Copy out the entries below verbatim, starting with the line containing "Every <instance> specifies" and continuing through the line containing "box: [1, 0, 608, 320]".

Supplied entries:
Start of Block
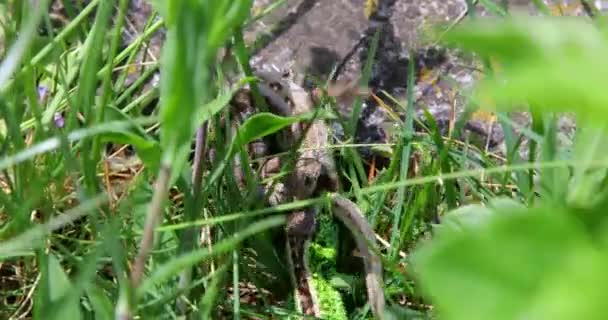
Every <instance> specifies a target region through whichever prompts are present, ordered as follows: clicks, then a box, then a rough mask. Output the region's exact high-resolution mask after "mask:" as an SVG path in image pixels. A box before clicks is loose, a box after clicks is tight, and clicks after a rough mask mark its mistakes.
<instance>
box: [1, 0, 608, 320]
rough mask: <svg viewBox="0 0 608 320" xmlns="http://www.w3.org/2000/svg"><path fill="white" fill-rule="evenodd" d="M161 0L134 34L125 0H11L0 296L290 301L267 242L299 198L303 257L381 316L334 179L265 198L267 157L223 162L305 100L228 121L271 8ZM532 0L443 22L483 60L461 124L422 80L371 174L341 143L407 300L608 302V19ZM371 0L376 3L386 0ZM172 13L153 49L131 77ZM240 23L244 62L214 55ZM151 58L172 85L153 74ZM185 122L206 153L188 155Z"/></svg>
End of Block
Start of Block
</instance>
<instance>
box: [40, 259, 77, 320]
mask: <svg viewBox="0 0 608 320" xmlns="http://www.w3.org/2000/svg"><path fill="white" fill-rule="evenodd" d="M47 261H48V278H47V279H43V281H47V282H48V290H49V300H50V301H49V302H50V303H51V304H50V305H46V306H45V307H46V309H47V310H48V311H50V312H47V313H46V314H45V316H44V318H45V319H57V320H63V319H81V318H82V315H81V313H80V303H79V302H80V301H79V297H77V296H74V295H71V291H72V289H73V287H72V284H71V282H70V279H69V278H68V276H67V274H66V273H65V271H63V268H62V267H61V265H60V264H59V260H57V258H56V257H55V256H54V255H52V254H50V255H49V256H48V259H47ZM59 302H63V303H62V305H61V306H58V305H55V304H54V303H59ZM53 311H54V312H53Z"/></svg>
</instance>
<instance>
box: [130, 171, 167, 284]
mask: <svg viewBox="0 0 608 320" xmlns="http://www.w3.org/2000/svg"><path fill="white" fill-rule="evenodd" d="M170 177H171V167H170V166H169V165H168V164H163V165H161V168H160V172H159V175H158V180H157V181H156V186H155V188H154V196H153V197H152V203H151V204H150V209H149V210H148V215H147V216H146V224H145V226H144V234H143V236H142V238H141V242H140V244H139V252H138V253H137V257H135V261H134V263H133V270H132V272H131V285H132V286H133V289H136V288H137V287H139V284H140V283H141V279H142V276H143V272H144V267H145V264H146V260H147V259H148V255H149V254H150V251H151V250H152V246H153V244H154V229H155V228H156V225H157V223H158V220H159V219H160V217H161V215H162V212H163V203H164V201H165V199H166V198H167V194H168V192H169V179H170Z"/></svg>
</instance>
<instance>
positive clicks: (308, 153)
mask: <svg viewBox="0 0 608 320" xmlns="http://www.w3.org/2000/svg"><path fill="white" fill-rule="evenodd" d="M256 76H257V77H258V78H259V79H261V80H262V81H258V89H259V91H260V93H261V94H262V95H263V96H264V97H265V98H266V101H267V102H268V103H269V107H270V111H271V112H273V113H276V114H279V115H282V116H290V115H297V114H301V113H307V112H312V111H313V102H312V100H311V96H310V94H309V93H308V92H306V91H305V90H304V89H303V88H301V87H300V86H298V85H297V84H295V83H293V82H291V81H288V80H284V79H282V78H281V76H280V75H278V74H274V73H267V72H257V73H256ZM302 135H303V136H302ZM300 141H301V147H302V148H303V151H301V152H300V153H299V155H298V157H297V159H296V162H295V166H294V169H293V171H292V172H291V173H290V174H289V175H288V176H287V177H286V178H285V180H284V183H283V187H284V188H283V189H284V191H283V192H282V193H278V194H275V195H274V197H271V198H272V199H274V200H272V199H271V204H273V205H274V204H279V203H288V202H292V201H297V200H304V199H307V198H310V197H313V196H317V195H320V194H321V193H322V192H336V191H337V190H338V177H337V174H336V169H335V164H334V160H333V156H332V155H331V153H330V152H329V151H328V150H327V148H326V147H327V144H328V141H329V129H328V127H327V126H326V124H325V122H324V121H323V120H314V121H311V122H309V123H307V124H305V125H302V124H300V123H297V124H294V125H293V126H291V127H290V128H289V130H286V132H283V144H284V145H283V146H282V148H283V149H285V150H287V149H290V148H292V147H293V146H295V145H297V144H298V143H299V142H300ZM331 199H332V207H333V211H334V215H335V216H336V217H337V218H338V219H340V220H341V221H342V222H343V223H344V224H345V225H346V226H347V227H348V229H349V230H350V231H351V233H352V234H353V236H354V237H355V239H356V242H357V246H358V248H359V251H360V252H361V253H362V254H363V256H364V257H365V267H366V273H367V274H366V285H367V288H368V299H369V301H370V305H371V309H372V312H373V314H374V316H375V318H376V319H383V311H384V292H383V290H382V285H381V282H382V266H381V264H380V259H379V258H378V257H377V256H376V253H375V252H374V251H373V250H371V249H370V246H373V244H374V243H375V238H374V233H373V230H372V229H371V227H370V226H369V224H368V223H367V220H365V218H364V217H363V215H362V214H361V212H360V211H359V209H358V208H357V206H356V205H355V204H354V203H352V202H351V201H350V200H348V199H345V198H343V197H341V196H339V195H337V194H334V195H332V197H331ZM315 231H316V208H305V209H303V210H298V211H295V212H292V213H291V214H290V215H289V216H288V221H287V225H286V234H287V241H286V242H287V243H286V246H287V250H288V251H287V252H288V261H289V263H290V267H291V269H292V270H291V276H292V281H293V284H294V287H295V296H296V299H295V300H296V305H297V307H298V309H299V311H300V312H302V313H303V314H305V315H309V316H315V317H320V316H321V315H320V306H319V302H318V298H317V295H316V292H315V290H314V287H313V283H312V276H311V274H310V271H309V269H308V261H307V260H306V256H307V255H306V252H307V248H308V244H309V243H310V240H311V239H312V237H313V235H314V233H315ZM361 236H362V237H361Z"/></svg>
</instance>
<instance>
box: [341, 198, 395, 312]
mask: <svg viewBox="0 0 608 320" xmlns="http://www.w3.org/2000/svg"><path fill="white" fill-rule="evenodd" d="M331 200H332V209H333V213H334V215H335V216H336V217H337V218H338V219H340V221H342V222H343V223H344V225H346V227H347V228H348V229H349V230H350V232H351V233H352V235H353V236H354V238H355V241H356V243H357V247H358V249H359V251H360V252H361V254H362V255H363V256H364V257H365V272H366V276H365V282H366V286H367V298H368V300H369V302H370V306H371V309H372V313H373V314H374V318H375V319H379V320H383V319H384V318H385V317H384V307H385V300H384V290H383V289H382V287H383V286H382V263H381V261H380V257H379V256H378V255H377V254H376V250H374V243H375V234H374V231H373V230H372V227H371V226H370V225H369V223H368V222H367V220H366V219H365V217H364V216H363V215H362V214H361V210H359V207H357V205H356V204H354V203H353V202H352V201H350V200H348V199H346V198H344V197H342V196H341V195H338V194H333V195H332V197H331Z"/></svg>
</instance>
End of Block
Finished task:
Every <instance> specifies a target region through whichever prompts are present, ordered as follows: clicks, then a box, then a rough mask. Output the region's exact high-resolution mask after "mask:" as an SVG path in image pixels. A box before clicks is loose, a box after clicks is tight, and clicks after a rough mask mark its mistakes.
<instance>
box: [1, 0, 608, 320]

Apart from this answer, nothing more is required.